Aim of the task: Say how many lines in the entries hold the string "below", giving the number by itself.
####
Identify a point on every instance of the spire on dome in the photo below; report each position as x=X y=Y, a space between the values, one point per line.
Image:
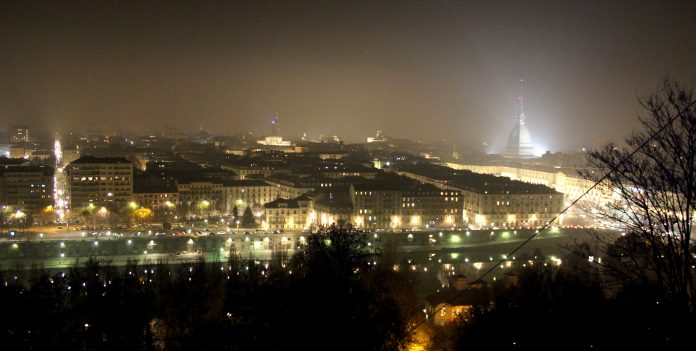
x=521 y=116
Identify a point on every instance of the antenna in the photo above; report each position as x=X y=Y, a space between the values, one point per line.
x=521 y=97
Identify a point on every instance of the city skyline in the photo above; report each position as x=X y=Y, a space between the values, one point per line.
x=419 y=71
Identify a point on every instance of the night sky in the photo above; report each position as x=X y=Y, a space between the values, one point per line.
x=424 y=70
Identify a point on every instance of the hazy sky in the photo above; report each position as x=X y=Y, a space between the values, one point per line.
x=423 y=70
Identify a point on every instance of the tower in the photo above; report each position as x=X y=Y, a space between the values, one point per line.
x=274 y=126
x=519 y=143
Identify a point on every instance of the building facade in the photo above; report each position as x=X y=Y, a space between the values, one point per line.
x=100 y=181
x=27 y=189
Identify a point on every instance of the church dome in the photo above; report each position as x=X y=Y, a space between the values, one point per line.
x=519 y=143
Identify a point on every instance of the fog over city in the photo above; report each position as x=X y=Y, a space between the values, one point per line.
x=423 y=70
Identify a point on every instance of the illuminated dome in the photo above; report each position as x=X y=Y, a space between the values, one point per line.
x=519 y=141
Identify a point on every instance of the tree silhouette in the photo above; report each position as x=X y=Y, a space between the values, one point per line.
x=656 y=190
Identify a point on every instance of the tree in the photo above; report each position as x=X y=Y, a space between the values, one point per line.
x=656 y=198
x=248 y=220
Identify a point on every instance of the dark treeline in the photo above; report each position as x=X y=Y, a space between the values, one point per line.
x=569 y=307
x=329 y=296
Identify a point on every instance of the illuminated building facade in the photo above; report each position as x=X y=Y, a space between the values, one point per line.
x=100 y=181
x=201 y=197
x=28 y=189
x=291 y=214
x=248 y=193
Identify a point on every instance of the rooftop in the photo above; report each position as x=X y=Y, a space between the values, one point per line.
x=99 y=160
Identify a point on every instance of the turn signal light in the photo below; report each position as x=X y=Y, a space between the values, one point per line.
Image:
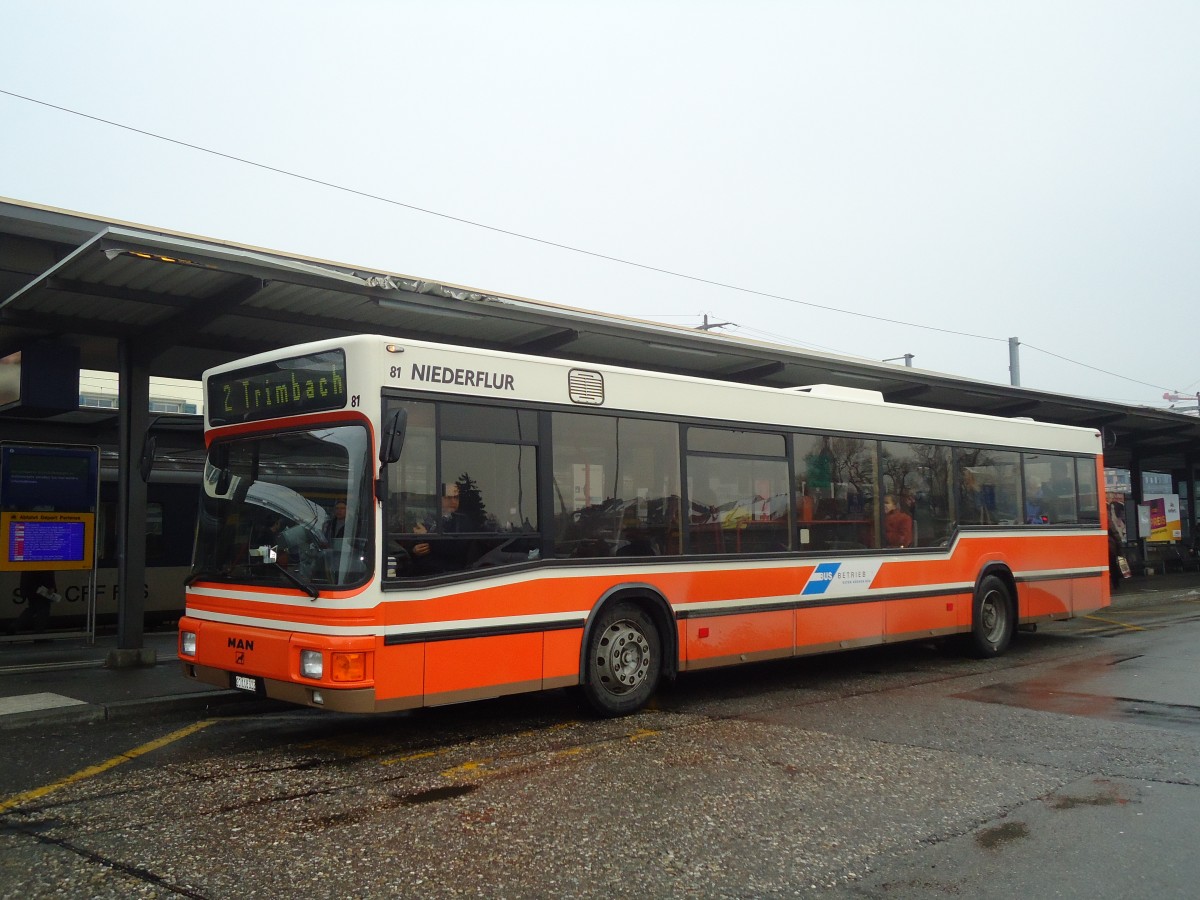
x=348 y=666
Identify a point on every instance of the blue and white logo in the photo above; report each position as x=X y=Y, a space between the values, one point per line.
x=821 y=579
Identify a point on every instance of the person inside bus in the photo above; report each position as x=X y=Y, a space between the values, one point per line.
x=335 y=527
x=897 y=523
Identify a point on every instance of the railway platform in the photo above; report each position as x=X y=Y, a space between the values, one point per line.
x=67 y=679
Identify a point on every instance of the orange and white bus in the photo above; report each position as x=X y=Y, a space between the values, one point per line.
x=391 y=523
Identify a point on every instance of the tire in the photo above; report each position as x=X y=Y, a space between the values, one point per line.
x=624 y=660
x=993 y=619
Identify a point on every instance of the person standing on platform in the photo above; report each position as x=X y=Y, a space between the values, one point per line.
x=39 y=591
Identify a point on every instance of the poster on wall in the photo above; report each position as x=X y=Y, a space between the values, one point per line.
x=1158 y=517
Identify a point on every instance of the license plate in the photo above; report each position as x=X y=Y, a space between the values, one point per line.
x=245 y=683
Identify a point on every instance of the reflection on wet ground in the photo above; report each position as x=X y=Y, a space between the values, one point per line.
x=1053 y=694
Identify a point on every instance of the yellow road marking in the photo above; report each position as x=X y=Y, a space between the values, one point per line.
x=1114 y=622
x=37 y=792
x=420 y=755
x=468 y=769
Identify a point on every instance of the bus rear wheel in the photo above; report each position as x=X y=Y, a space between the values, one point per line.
x=624 y=660
x=993 y=619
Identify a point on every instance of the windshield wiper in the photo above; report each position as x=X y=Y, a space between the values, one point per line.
x=298 y=581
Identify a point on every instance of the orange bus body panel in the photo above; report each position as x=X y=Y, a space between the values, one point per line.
x=755 y=610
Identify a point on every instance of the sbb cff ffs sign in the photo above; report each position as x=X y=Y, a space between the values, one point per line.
x=48 y=498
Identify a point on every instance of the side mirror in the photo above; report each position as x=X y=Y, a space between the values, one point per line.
x=145 y=463
x=394 y=437
x=390 y=445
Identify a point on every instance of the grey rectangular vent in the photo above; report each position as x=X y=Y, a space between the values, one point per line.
x=586 y=387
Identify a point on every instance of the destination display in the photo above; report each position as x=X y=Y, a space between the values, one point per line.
x=289 y=387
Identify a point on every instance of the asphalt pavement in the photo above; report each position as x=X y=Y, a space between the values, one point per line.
x=69 y=678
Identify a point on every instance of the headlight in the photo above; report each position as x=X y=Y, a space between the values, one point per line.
x=312 y=665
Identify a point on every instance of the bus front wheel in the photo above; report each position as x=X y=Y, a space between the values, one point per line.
x=993 y=619
x=624 y=660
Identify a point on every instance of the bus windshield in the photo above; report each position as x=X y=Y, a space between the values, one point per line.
x=288 y=509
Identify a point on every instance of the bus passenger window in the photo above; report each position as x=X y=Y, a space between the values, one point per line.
x=739 y=499
x=918 y=475
x=616 y=486
x=988 y=486
x=835 y=492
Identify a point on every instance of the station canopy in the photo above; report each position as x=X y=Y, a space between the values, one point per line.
x=189 y=303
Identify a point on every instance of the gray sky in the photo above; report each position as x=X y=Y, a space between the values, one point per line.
x=977 y=169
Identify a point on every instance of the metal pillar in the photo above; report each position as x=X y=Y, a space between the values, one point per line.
x=133 y=419
x=1014 y=361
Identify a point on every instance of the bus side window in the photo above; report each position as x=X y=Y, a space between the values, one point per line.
x=837 y=501
x=616 y=486
x=918 y=477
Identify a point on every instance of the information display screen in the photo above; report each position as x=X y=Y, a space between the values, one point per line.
x=48 y=504
x=47 y=541
x=288 y=387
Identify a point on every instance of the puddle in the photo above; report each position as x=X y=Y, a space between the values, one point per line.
x=1000 y=835
x=1116 y=709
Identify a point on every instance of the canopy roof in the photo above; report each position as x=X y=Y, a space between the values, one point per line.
x=186 y=303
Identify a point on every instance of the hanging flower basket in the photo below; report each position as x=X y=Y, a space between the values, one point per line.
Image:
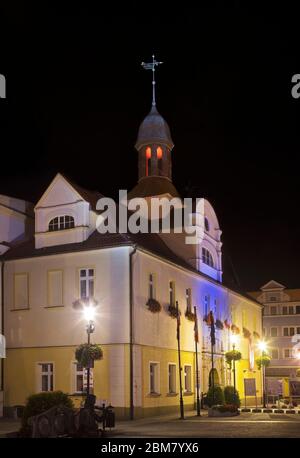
x=227 y=324
x=235 y=329
x=263 y=361
x=86 y=354
x=246 y=333
x=190 y=315
x=153 y=305
x=173 y=311
x=232 y=355
x=219 y=324
x=79 y=304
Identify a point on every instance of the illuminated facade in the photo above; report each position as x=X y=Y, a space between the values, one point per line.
x=281 y=324
x=67 y=259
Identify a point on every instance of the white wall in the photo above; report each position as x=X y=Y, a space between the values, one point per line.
x=41 y=326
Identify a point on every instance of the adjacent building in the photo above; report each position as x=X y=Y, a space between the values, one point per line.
x=281 y=325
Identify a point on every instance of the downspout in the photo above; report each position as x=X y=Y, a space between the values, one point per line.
x=2 y=323
x=131 y=392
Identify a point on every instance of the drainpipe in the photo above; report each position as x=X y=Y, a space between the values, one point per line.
x=2 y=324
x=131 y=393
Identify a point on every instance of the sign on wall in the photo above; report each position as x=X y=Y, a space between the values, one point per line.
x=250 y=386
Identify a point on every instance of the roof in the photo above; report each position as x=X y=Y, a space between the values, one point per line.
x=154 y=129
x=153 y=186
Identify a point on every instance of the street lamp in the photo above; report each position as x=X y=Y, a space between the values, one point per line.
x=262 y=345
x=89 y=314
x=234 y=340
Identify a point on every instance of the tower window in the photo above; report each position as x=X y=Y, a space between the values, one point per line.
x=61 y=222
x=159 y=158
x=207 y=257
x=148 y=161
x=206 y=223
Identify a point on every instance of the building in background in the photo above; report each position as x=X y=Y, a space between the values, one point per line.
x=281 y=324
x=16 y=225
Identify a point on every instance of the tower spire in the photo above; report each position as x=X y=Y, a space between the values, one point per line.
x=151 y=66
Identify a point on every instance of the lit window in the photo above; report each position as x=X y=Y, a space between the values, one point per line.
x=188 y=295
x=46 y=376
x=172 y=378
x=154 y=378
x=151 y=286
x=79 y=377
x=172 y=293
x=273 y=332
x=286 y=332
x=206 y=304
x=207 y=257
x=274 y=353
x=87 y=279
x=148 y=161
x=61 y=222
x=206 y=224
x=187 y=379
x=288 y=353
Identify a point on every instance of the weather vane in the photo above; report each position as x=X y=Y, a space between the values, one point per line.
x=151 y=66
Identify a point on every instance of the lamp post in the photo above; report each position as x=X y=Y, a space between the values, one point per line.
x=263 y=348
x=234 y=341
x=89 y=313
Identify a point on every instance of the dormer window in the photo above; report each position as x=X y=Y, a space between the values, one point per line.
x=207 y=257
x=61 y=222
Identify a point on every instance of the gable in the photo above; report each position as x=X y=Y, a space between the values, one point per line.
x=272 y=285
x=59 y=192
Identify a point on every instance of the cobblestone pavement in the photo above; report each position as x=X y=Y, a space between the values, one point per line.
x=245 y=425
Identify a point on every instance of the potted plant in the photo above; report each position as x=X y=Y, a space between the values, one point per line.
x=86 y=354
x=153 y=305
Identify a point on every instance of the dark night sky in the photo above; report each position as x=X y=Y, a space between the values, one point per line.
x=77 y=93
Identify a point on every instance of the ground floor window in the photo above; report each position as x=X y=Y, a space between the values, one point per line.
x=154 y=378
x=187 y=378
x=172 y=378
x=45 y=382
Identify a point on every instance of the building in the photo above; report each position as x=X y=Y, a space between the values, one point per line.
x=67 y=260
x=281 y=324
x=16 y=224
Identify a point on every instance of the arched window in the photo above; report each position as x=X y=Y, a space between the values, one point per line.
x=206 y=223
x=61 y=222
x=159 y=158
x=148 y=161
x=207 y=257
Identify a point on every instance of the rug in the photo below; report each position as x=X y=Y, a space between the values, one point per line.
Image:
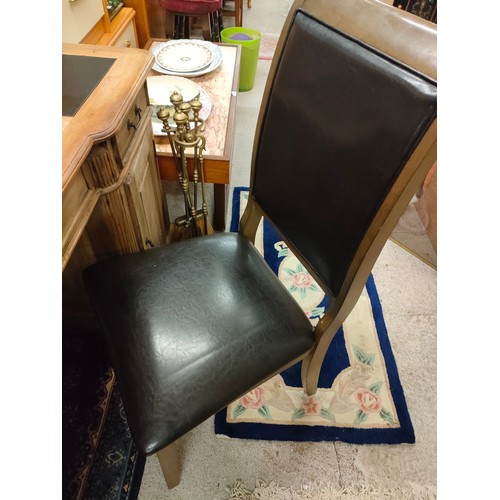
x=99 y=459
x=328 y=491
x=359 y=399
x=268 y=42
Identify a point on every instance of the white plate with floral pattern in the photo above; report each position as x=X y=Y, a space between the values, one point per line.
x=216 y=60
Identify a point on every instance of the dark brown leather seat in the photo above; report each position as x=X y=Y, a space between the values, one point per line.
x=345 y=137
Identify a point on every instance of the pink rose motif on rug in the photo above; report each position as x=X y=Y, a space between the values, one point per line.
x=359 y=397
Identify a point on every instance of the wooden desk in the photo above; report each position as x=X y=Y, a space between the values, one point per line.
x=222 y=87
x=111 y=192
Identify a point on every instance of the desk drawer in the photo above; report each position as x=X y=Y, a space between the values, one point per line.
x=131 y=124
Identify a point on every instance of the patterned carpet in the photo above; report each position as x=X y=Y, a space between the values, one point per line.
x=359 y=399
x=100 y=461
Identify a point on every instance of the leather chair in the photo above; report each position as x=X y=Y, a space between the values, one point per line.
x=184 y=11
x=345 y=137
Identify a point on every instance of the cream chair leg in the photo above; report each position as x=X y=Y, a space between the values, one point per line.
x=169 y=462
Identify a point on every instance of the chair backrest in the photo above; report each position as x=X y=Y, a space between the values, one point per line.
x=346 y=133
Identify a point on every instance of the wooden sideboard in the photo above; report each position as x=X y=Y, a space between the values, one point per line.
x=112 y=201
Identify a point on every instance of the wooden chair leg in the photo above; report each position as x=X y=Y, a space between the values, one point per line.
x=169 y=462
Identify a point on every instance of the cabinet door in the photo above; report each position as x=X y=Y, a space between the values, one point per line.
x=143 y=187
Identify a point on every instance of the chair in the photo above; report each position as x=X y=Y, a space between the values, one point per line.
x=345 y=136
x=184 y=11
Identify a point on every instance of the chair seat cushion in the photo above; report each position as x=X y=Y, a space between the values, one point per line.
x=191 y=327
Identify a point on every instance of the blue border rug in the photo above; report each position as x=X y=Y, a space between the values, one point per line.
x=360 y=399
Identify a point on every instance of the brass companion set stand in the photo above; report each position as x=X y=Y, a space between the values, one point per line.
x=188 y=134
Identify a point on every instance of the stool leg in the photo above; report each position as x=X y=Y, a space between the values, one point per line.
x=169 y=462
x=221 y=22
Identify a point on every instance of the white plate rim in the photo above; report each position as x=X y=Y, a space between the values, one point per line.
x=216 y=62
x=200 y=66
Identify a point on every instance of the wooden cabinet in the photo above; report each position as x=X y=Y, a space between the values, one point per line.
x=88 y=21
x=144 y=192
x=112 y=197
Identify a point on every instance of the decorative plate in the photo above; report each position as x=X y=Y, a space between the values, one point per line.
x=160 y=88
x=216 y=61
x=184 y=57
x=206 y=103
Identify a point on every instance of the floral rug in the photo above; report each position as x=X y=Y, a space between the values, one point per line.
x=359 y=398
x=99 y=459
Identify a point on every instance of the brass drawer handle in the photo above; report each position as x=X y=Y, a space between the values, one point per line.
x=131 y=124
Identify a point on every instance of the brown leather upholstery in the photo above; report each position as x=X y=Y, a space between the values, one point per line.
x=191 y=327
x=346 y=134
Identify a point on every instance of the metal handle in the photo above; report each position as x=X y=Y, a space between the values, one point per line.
x=131 y=124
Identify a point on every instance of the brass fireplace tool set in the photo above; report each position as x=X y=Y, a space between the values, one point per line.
x=187 y=135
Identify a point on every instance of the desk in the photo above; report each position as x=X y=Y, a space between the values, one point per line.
x=222 y=87
x=111 y=192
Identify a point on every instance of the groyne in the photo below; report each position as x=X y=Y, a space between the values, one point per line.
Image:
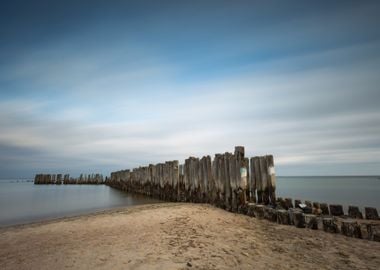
x=228 y=181
x=243 y=185
x=58 y=179
x=236 y=183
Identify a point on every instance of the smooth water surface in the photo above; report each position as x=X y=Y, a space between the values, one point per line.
x=346 y=190
x=24 y=202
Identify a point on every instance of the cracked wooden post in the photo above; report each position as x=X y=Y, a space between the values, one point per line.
x=264 y=179
x=258 y=178
x=253 y=180
x=271 y=179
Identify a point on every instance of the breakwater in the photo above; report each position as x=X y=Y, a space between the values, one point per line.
x=228 y=181
x=58 y=179
x=243 y=185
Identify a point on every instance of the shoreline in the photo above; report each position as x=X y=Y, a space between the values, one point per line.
x=76 y=215
x=177 y=236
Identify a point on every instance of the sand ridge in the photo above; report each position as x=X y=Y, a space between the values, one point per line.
x=178 y=236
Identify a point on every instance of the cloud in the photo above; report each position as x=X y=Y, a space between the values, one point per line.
x=102 y=99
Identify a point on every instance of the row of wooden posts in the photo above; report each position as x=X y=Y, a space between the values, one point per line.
x=58 y=179
x=229 y=181
x=248 y=186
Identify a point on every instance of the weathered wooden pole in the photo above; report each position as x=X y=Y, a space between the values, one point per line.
x=271 y=179
x=252 y=185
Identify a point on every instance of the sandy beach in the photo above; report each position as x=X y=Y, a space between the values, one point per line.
x=178 y=236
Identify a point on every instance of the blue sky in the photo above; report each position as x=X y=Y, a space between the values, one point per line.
x=89 y=86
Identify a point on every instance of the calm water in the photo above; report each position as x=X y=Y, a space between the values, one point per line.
x=346 y=190
x=23 y=202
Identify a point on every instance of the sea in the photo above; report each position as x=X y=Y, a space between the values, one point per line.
x=23 y=202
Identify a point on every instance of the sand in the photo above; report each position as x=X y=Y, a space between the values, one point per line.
x=178 y=236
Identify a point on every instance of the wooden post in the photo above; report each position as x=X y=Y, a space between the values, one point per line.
x=271 y=179
x=264 y=179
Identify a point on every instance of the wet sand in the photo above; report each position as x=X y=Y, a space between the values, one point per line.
x=178 y=236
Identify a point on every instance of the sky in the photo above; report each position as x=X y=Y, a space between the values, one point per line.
x=99 y=86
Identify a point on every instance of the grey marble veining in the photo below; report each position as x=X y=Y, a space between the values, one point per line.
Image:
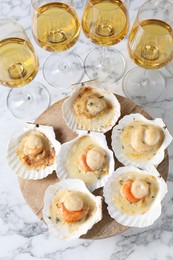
x=22 y=235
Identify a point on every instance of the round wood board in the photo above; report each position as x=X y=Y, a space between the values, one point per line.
x=33 y=190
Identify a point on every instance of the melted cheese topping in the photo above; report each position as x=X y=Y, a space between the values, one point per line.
x=148 y=193
x=141 y=141
x=99 y=164
x=83 y=201
x=93 y=110
x=140 y=189
x=72 y=201
x=35 y=151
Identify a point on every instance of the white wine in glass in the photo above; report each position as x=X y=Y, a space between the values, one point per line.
x=150 y=46
x=56 y=28
x=105 y=23
x=18 y=67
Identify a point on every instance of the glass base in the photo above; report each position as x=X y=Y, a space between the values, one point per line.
x=143 y=86
x=61 y=71
x=104 y=64
x=28 y=102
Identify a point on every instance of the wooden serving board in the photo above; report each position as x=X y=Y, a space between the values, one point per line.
x=33 y=190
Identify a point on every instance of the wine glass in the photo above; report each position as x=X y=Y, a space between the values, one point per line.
x=18 y=67
x=150 y=46
x=105 y=23
x=56 y=28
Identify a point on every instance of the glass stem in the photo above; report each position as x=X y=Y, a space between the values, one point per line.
x=104 y=56
x=144 y=81
x=62 y=64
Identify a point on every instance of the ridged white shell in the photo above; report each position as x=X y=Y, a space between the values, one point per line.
x=66 y=148
x=62 y=231
x=117 y=147
x=142 y=220
x=15 y=163
x=70 y=117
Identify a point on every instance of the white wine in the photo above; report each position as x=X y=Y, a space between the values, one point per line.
x=151 y=44
x=105 y=22
x=56 y=27
x=18 y=62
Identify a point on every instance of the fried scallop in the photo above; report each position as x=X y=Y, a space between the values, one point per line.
x=88 y=158
x=134 y=196
x=36 y=151
x=32 y=154
x=140 y=142
x=70 y=209
x=90 y=108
####
Expected output: 6